(Excerpts from a dataset)
- - -

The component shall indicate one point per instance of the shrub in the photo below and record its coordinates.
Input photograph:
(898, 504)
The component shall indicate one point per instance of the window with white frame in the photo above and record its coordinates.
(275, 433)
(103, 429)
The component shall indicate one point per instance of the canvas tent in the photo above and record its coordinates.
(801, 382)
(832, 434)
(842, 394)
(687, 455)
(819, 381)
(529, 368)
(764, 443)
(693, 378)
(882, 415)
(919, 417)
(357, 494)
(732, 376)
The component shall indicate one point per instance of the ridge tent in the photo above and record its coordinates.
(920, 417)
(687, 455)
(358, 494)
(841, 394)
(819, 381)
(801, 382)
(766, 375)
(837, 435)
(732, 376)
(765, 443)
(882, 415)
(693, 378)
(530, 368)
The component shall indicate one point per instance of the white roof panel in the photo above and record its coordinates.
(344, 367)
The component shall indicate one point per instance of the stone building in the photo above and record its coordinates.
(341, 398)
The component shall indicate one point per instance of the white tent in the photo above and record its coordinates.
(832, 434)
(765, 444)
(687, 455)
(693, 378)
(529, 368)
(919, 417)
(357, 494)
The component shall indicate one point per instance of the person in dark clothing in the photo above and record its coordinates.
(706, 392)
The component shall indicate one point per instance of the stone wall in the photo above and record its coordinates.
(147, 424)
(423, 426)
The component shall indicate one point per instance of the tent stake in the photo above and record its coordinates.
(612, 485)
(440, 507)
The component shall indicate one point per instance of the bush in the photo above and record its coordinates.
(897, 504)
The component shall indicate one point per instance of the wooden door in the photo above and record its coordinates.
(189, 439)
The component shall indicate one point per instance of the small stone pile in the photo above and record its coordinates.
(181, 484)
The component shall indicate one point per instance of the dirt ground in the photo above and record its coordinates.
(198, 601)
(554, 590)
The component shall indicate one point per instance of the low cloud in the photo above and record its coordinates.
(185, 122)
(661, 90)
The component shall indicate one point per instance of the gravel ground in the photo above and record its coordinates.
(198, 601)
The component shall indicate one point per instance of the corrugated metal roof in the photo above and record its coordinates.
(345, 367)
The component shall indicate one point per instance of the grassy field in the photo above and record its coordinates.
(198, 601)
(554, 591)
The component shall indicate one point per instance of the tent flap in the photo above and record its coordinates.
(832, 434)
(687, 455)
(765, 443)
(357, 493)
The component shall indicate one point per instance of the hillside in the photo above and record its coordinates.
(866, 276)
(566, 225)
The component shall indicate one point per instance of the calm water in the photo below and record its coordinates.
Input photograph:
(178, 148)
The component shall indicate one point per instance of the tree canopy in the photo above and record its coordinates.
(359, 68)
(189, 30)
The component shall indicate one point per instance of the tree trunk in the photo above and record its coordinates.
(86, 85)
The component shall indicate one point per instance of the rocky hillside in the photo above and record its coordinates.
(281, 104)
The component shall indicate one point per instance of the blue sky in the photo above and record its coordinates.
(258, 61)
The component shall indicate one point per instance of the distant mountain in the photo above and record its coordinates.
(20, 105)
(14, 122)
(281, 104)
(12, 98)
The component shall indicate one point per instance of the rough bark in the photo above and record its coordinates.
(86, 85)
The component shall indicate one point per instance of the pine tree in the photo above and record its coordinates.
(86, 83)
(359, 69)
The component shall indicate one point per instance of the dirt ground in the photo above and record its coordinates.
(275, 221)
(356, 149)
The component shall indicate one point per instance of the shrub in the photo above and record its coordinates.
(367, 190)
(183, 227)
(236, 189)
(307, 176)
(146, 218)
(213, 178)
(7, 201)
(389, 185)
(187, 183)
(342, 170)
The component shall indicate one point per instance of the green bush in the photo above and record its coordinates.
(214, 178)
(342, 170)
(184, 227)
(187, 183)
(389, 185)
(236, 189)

- - -

• **What you have to do**
Print all the records exactly as written.

• **Your solution**
The component shall indicate one point per instance of the shrub in the photo below and record its coordinates.
Input photograph:
(898, 504)
The component shall indicate one point per instance of the window with white frame in the photo above and record its coordinates.
(275, 433)
(103, 429)
The component shall indicate one point per instance of the canvas tent in the photo above and record its coordinates.
(801, 382)
(832, 434)
(842, 394)
(687, 455)
(819, 381)
(529, 368)
(764, 443)
(693, 378)
(882, 415)
(919, 417)
(357, 494)
(732, 376)
The component shall indicate one point per instance of the ridge tent in the photo above and record its coordinates.
(920, 417)
(687, 455)
(358, 494)
(841, 394)
(819, 381)
(801, 382)
(766, 375)
(837, 435)
(732, 376)
(765, 443)
(882, 415)
(693, 378)
(530, 368)
The component shall indicate one point per instance of the white roof panel in the photo above and record its coordinates.
(344, 367)
The component shall indicate one point per instance of the stone building in the photo above and record its coordinates.
(341, 398)
The component shall indicate one point per instance of the white tent in the photo above and record its coordinates.
(832, 434)
(765, 444)
(687, 455)
(693, 378)
(529, 368)
(919, 417)
(357, 494)
The component shall indicate one point per instance of the person in dark clothing in the photo above and record its coordinates.
(706, 392)
The component shall indicate one point per instance of the stone wall in the photo above and record its coordinates.
(147, 424)
(423, 426)
The component shall indicate one point per instance of the tent stake in the photo above and record its coordinates.
(612, 485)
(440, 507)
The component shall indicate one point per instance of the bush in the photo above and record its coordinates.
(897, 504)
The component shall indicate one point per instance of the wooden door in the photo above and record its coordinates.
(189, 439)
The component shall indicate one point per instance of the small stone pile in the photo above and record its coordinates.
(181, 484)
The component shall indicate one point per instance of the dirt ground in the photo above and record its coordinates.
(198, 601)
(554, 590)
The component shall indicate one point per instance of the low cloud in the photo above and record its coordinates.
(185, 122)
(661, 90)
The component shall indicate one point per instance of the gravel ground in the photo above and record its coordinates.
(198, 601)
The component shall indicate one point per instance of the corrugated metal roof in the photo above and record its coordinates.
(345, 367)
The component shall indicate one point per instance of the grassy field in the photo above and record its coordinates.
(198, 601)
(554, 591)
The component shall indicate one point per instance of the tent flap in the photo above and record its coordinates.
(832, 434)
(687, 455)
(765, 443)
(357, 493)
The component shall indicate one point per instance of the hillside in the photo above and record its coordinates.
(866, 276)
(566, 225)
The component shall indicate one point per instance of the calm water in the photo below and record its coordinates.
Input photograph:
(178, 148)
The component shall indicate one point per instance of the tree canopy in the photo above and record its coordinates.
(359, 68)
(189, 30)
The component shall indicate one point per instance of the tree trunk in the photo above and record its coordinates.
(86, 85)
The component shall indicate one point per instance of the rocky hillside in the photo above and record its coordinates.
(281, 104)
The component shall indicate one point per instance of the blue sky in the photo above and record its coordinates.
(258, 61)
The component shall indicate one point per instance of the distant mountain in the photo above and record its coordinates.
(20, 105)
(14, 122)
(281, 104)
(12, 98)
The component shall indicate one point per instance of the rough bark in the photo above and record its coordinates.
(86, 85)
The component shall indicate one point per instance of the pine tree in the photo above and record its coordinates.
(86, 83)
(359, 69)
The component shall indicate one point per instance of the dirt ground in the photo above and record its coordinates.
(275, 221)
(356, 149)
The component shall indicate one point per instance of the shrub in the photo above and record its coordinates.
(367, 190)
(183, 227)
(236, 189)
(307, 176)
(146, 218)
(213, 178)
(7, 201)
(389, 185)
(187, 183)
(342, 170)
The component shall indicate one point per instance of the green bush in the photo above and record its coordinates.
(214, 178)
(342, 170)
(184, 227)
(187, 183)
(389, 185)
(236, 189)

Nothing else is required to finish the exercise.